## Do this
Output the material exactly, but drop every image it holds.

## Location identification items

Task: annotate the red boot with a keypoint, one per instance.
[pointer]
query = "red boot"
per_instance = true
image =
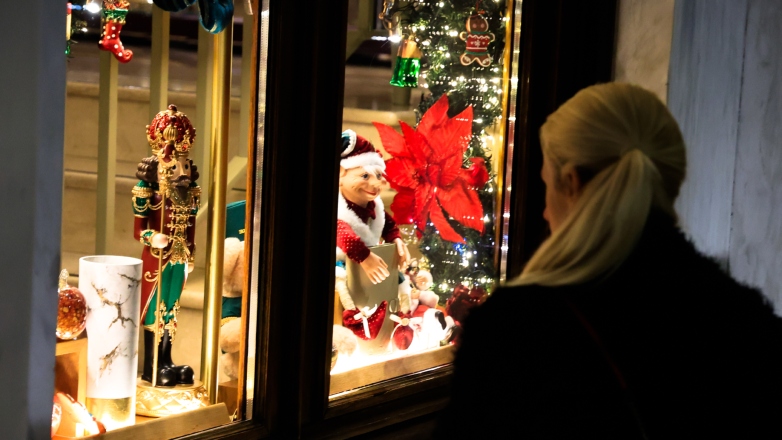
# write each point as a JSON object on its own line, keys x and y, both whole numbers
{"x": 112, "y": 20}
{"x": 403, "y": 332}
{"x": 365, "y": 323}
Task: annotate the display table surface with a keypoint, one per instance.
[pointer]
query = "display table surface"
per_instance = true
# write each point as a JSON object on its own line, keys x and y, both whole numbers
{"x": 171, "y": 426}
{"x": 387, "y": 367}
{"x": 70, "y": 368}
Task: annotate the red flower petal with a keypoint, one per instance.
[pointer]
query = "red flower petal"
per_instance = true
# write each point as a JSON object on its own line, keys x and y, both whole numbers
{"x": 446, "y": 231}
{"x": 403, "y": 207}
{"x": 417, "y": 145}
{"x": 462, "y": 204}
{"x": 478, "y": 173}
{"x": 452, "y": 168}
{"x": 400, "y": 173}
{"x": 424, "y": 198}
{"x": 452, "y": 137}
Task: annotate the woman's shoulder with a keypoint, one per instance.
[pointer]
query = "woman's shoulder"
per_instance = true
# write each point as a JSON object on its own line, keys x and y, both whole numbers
{"x": 521, "y": 304}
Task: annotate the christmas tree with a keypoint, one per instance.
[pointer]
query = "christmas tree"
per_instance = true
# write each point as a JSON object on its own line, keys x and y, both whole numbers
{"x": 452, "y": 65}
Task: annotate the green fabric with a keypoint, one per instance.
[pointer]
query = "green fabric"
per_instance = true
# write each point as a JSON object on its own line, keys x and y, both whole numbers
{"x": 172, "y": 286}
{"x": 232, "y": 307}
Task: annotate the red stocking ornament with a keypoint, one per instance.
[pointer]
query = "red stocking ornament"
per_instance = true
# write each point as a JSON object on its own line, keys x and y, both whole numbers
{"x": 112, "y": 20}
{"x": 365, "y": 323}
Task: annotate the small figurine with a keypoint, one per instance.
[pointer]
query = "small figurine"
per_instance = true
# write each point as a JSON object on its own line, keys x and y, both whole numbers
{"x": 165, "y": 203}
{"x": 477, "y": 38}
{"x": 361, "y": 223}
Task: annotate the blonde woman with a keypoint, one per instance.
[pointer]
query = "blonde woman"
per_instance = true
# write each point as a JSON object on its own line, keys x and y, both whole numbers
{"x": 617, "y": 327}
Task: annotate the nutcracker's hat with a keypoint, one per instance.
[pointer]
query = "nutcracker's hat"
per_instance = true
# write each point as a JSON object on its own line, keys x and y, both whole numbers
{"x": 357, "y": 151}
{"x": 170, "y": 134}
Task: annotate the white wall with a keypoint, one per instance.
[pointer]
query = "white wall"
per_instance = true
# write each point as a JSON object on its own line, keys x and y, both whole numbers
{"x": 32, "y": 87}
{"x": 724, "y": 90}
{"x": 643, "y": 43}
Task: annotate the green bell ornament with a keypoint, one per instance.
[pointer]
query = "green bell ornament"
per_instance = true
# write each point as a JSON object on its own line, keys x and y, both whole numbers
{"x": 408, "y": 64}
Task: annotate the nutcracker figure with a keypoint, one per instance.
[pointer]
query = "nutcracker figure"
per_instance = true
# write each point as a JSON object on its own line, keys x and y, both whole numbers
{"x": 165, "y": 204}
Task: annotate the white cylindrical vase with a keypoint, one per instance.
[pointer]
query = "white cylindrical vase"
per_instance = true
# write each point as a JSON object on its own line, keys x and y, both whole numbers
{"x": 112, "y": 288}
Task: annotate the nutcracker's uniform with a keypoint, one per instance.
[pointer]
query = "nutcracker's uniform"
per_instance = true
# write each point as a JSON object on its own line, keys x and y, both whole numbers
{"x": 179, "y": 225}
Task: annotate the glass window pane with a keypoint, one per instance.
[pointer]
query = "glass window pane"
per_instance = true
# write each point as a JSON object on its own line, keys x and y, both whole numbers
{"x": 426, "y": 87}
{"x": 146, "y": 125}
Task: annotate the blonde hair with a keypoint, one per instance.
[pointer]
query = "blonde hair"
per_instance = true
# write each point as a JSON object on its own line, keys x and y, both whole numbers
{"x": 629, "y": 154}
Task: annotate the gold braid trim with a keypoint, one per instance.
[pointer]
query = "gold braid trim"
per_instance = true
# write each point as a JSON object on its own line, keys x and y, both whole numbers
{"x": 141, "y": 191}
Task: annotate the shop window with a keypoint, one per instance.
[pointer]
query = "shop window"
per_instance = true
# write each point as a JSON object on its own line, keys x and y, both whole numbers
{"x": 147, "y": 102}
{"x": 422, "y": 215}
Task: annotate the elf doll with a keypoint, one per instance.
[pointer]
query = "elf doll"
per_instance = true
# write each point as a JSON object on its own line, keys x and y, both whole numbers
{"x": 361, "y": 223}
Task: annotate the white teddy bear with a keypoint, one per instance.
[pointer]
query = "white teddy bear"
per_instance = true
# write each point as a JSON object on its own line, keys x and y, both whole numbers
{"x": 231, "y": 326}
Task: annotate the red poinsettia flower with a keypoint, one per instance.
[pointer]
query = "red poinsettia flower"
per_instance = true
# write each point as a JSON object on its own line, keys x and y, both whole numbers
{"x": 427, "y": 173}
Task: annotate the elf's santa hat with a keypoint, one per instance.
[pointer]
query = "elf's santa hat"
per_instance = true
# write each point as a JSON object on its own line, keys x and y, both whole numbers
{"x": 357, "y": 151}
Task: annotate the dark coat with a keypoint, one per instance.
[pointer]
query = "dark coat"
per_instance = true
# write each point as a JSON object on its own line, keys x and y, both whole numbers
{"x": 700, "y": 355}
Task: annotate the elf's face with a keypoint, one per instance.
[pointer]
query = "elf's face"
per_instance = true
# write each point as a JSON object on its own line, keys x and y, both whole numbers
{"x": 359, "y": 185}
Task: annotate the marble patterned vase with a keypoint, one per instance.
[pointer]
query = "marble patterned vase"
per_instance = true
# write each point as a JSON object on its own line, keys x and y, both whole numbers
{"x": 112, "y": 288}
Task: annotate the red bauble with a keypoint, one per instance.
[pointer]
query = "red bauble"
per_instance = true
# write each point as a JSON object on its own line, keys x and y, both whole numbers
{"x": 463, "y": 300}
{"x": 71, "y": 313}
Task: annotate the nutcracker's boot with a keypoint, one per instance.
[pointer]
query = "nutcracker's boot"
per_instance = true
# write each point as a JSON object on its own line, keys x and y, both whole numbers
{"x": 166, "y": 376}
{"x": 112, "y": 21}
{"x": 184, "y": 373}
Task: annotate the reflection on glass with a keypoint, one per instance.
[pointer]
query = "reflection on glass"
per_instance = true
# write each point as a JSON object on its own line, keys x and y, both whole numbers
{"x": 440, "y": 133}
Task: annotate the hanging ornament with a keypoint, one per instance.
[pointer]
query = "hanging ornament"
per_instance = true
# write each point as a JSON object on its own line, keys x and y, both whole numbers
{"x": 388, "y": 15}
{"x": 112, "y": 20}
{"x": 477, "y": 37}
{"x": 408, "y": 64}
{"x": 215, "y": 14}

## Solution for this task
Task: annotate the red boot with a keypoint, one per instance.
[pointer]
query = "red boot"
per_instance = true
image =
# write each point as a JSON object on its own line, keys x and y, both whole numbers
{"x": 112, "y": 20}
{"x": 403, "y": 332}
{"x": 365, "y": 323}
Task: annotate the display table surface with a keypoint, one per instance.
[pointer]
query = "display table surface"
per_instance = true
# write each point as a JSON object on its own line, keys x and y, both whole numbers
{"x": 171, "y": 426}
{"x": 387, "y": 367}
{"x": 70, "y": 368}
Task: annotate the red flower petal with a keypoint, one per instance.
[pointer]
query = "red flower petal"
per_instance = true
# write each point as a JSON object on its own line, keys x and y, both whole numbers
{"x": 446, "y": 231}
{"x": 403, "y": 207}
{"x": 417, "y": 145}
{"x": 462, "y": 204}
{"x": 478, "y": 173}
{"x": 452, "y": 168}
{"x": 400, "y": 173}
{"x": 424, "y": 198}
{"x": 452, "y": 137}
Task: annotate the woman's shoulder with a keypoint, one per instance.
[pointer]
query = "woman's shoulder"
per_instance = true
# write each point as a JSON object on its own line, keys x and y, both whole numbers
{"x": 521, "y": 304}
Task: annotate the christmas tree with a keypoint, one per instance.
[pointer]
query = "christmas tree"
per_instance = true
# write each point as a JSON object on its own line, keys x and y, both whole numbers
{"x": 452, "y": 65}
Task: annotate the green fabric with a keypoint, one per instance.
[pointer]
query = "green fabric"
per_instance = true
# write each point as a JSON object on its own line, keys x and y, both whole numbers
{"x": 172, "y": 286}
{"x": 232, "y": 307}
Task: annotate the red stocking ornament with a keypoint, one per instance.
[pointer]
query = "red stocking ornament"
per_instance = true
# write each point as a JSON object on its own line, keys x and y, both whole numbers
{"x": 112, "y": 20}
{"x": 365, "y": 323}
Task: annotate the small figurine with a keypoint, one per instance.
[pointer]
query = "small figurine"
per_instance = true
# write each point as a JSON object on its own line, keys x and y, both whole numbers
{"x": 165, "y": 203}
{"x": 477, "y": 38}
{"x": 361, "y": 223}
Task: annotate the blonde woman with a keypoint, one per instance.
[pointer]
query = "blonde woman"
per_instance = true
# write each point as a JSON object on its own line, keys x and y, both whole numbers
{"x": 617, "y": 327}
Task: annotate the nutcracker's hat with a keypoint, one per instance.
[pointer]
query = "nutcracker's hat"
per_instance = true
# write each point as a JSON object on its own line, keys x and y, both whole numbers
{"x": 357, "y": 151}
{"x": 170, "y": 134}
Task: annotate the white wall with a keypoint, one per instance.
[pointer]
query = "white wall"
per_instance = true
# write each point as a JSON object on its own line, keys x and y, both whole numbers
{"x": 32, "y": 87}
{"x": 724, "y": 90}
{"x": 643, "y": 43}
Task: annotate the green bell ornament with a keypoint, one per instance.
[pointer]
query = "green bell ornament"
per_instance = true
# write each point as a JSON object on its own line, keys x and y, both whole numbers
{"x": 408, "y": 64}
Task: annotate the nutcracker figure with a keypoint, one per instance.
[pointer]
query = "nutcracker figure"
per_instance = true
# write each point as a JSON object on its own line, keys x and y, both whole numbers
{"x": 165, "y": 204}
Task: annotate the white cylindrical vase with a keypoint, one per instance.
[pointer]
query = "white cylindrical vase"
per_instance = true
# write each point as a JSON object on its own line, keys x and y, both whole numbers
{"x": 112, "y": 288}
Task: annotate the nutcracker's uniform with a keypoint, one per instance.
[pointer]
query = "nutcracker's uniform"
per_instance = true
# write each point as a JSON object on its own line, keys x and y, both whole numbers
{"x": 179, "y": 225}
Task: annotate the glass window pane with a keypoint, one per instance.
[pointer]
query = "glass window pane"
per_instance = true
# write each point as a JSON object on its own line, keys x and y, both whole numbers
{"x": 426, "y": 87}
{"x": 146, "y": 125}
Task: annotate the blonde hair with a keypoint, one per instance.
[pointer]
query = "blonde hair"
per_instance = true
# write each point as a JSON object on its own line, keys x and y, both whole numbers
{"x": 629, "y": 154}
Task: annotate the gold braid trim with a keypoint, one per instance.
[pointer]
query = "gold braid trim"
per_instance = true
# write each point as a JSON object on its own line, keys x and y, both whole numbers
{"x": 141, "y": 191}
Task: annotate the shop window with a keypoint, one per instance.
[pointer]
query = "shop window"
per_instance = true
# write each point as a JSON object on its own line, keys x and y, both whole numbers
{"x": 147, "y": 102}
{"x": 422, "y": 215}
Task: annotate the elf doll with a keypoint, one per instance.
[pointer]
query = "elf doll"
per_instance = true
# write each point as a JSON object on its own line, keys x and y, both whole numbers
{"x": 361, "y": 223}
Task: annotate the white teddy bear with a keypoint, one per instance.
[pointer]
query = "white teddy bear"
per_instance = true
# write each point as a JSON object on its own line, keys x and y, both whole numbers
{"x": 231, "y": 326}
Task: annotate the red poinsettia flower with a keypoint, one per instance.
[pointer]
query = "red poinsettia flower"
per_instance = true
# write each point as a JSON object on its own line, keys x and y, both whole numbers
{"x": 427, "y": 173}
Task: annotate the elf's santa hat with a keypoint, one per instance.
[pointer]
query = "elf's santa hat"
per_instance = true
# write each point as a JSON object on its own line, keys x and y, both whole numbers
{"x": 357, "y": 151}
Task: annotate the dark coat with a keypoint, one per instance.
[pointer]
query = "dark coat"
per_instance = true
# write each point as a JSON object on its own line, keys x and y, both whole numbers
{"x": 700, "y": 355}
Task: annotate the elf's face with a keypoint, one per instance.
[pointer]
query = "elf's face"
per_instance = true
# write each point as a JSON object on its own line, keys x and y, both whole numbers
{"x": 359, "y": 185}
Task: annotate the marble patterned vase with a keypoint, one per instance.
[pointer]
query = "marble patterned vase"
per_instance = true
# write each point as a JSON object on its own line, keys x and y, both whole numbers
{"x": 112, "y": 288}
Task: annotate the red bauble with a keypoint, one per instance.
[pointer]
query = "red bauble"
per_instance = true
# write each point as a JSON object on its own line, keys x and y, both whole numbers
{"x": 463, "y": 300}
{"x": 71, "y": 313}
Task: annotate the nutcracker's boot with a keypoint, one per instance.
[pointer]
query = "nutcracker's boot"
per_instance = true
# write each point as a JSON object on its own line, keys x and y, both whole numbers
{"x": 166, "y": 376}
{"x": 112, "y": 21}
{"x": 184, "y": 373}
Task: annotate the reflection on glass with a keypoint, one per instance.
[pointer]
query = "reflection on glass"
per_instance = true
# write each point as a JSON object on its own line, keys x and y, both whole numbers
{"x": 440, "y": 133}
Task: annotate the hanging ornament with a keypoint, one per instance.
[pointer]
query = "hanging ornament"
per_instance = true
# write each point as a JSON object on its own line, keys x and y, both whole numbers
{"x": 388, "y": 15}
{"x": 112, "y": 20}
{"x": 477, "y": 37}
{"x": 408, "y": 64}
{"x": 215, "y": 14}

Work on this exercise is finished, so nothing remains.